> Consignes:
• a. Répondez aux questions suivantes à partir de l'extrait sur les partis belges :
(i) À quelles conditions, selon certains partis, la Flandre pourrait-elle maintenir ses acquis ?
(ii) Quelle connaissance a-t-on décidé d'imposer pour obtenir des logements sociaux ?
(iii) À quel parti appartient Leo Peeters ?
• b. Poursuivez l'extrait sur les partis belges après sa dernière phrase.

Des partis comme le CD&V, la NVA, le Vlaams Belang et Spirit jouent déjà aujourd’hui avec cette situation par des déclarations selon lesquelles la Flandre ne pourrait maintenir ses acquis qu’en cas de croissance de son autonomie et de cisaillement de la solidarité avec la Wallonie. De leur côté, tous les partis wallons sont partisans d’une scission partielle de la sécurité sociale, bien que les formulations et les rythmes d’adaptation peuvent différer. Tous les partis flamands défendent aujourd’hui une politique d’exclusion pour imposer de façon dictatoriale la langue flamande, ce qui est notamment révélé par la décision d’imposer la connaissance du flamand pour obtenir des logements sociaux, mais aussi par la politique de « harcèlement des francophones » dans la périphérie bruxelloise, politique dans laquelle Leo Peeters du SP.a excelle. La « défaite publique » à l’époque des vives discussions autour de B-H-V, quand Verhofstadt n’a pu que de nouveau postposer un dossier difficile, va devoir être payée, c’est certain.

> Données fournies:
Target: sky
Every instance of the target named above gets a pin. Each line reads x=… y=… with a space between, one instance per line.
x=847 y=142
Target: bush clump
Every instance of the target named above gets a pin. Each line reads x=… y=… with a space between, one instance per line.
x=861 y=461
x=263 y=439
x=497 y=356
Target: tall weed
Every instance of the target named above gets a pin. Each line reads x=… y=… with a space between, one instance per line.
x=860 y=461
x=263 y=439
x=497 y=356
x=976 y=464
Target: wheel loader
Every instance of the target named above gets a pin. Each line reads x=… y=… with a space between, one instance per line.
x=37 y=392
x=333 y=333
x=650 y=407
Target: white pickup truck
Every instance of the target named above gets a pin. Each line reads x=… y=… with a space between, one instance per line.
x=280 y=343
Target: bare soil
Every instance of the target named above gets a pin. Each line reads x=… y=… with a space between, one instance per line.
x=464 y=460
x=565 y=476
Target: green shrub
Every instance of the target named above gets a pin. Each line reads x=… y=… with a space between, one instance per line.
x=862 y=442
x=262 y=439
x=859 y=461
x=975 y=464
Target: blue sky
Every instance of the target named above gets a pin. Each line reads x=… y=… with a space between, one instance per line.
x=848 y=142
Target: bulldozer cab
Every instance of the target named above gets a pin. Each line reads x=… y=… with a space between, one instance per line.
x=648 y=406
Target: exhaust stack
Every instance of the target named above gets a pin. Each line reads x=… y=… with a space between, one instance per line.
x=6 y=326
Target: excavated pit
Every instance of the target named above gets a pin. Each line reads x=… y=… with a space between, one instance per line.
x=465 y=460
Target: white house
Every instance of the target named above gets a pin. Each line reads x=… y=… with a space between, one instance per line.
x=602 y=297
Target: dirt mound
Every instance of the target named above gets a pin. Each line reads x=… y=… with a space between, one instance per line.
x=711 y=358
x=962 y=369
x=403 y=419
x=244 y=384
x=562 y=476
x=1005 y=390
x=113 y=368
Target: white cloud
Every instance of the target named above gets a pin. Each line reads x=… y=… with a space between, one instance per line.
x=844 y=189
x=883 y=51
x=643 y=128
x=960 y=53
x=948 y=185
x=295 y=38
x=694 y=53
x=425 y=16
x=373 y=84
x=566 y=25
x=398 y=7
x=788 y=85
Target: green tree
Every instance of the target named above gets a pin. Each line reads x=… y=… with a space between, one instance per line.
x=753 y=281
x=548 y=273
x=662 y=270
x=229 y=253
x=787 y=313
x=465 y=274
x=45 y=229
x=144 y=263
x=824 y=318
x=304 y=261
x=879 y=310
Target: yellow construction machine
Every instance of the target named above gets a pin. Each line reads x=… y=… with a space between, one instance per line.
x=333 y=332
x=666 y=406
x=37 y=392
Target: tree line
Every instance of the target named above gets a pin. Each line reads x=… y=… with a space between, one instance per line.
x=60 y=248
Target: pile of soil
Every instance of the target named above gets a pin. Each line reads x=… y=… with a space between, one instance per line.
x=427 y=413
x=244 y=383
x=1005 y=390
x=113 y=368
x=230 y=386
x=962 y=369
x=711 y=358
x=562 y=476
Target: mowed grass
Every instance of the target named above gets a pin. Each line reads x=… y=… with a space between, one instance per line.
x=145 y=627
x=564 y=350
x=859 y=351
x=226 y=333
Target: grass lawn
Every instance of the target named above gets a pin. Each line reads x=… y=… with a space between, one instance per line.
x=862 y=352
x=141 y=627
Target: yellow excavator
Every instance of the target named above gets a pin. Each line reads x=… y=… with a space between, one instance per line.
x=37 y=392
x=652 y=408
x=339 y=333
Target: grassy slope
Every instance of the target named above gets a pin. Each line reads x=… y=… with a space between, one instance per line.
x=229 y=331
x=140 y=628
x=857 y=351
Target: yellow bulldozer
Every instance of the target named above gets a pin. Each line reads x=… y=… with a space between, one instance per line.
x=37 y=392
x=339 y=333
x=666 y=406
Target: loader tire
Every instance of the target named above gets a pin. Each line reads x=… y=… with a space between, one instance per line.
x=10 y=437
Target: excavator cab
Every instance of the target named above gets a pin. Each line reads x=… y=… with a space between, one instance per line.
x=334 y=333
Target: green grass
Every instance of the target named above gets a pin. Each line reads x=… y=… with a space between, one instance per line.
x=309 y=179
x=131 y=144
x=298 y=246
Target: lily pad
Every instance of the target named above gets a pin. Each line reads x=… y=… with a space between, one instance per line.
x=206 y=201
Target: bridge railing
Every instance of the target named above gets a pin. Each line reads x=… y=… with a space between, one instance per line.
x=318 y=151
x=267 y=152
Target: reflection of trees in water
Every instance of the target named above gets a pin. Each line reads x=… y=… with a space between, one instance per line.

> Réponses:
• a.
(i) En cas de croissance de son autonomie et de cisaillement de la solidarité avec la Wallonie.
(ii) La connaissance du flamand.
(iii) Au SP.a.

• b.
Mais de l’autre côté de la frontière linguistique également existent des partis qui jouent le jeu communautaire. La question nationale est un facteur clef dans l’image de « parti d’opposition » que le PS a pu maintenir si longtemps malgré sa présence ininterrompue durant presque 20 années au gouvernement fédéral et malgré le fait que régionalement, il a toutes les cartes en mains. La politique néo-libérale en Wallonie – moins avancée qu’en Flandre en conséquence à la fois de la force du mouvement ouvrier wallon, de son poids dans la société mais aussi de la situation économique elle-même – a toujours été expliquée par les politiciens francophones comme « imposée par la Flandre », par « l’Etat Belgo-flamand ». De même, il n’est pas fortuit que le très néo-libéral Plan Marshall soit arrivé après le carrousel de B-H-V. Des politiciens comme Van Cauwenberghe se sont mobilisés pour déclarer dans la presse que « la Wallonie doit pouvoir avancer seule, car nous ne pouvons plus compter sur ces flamands égoïstes ». La surenchère communautaire a l’avenir assuré, également du côté francophone.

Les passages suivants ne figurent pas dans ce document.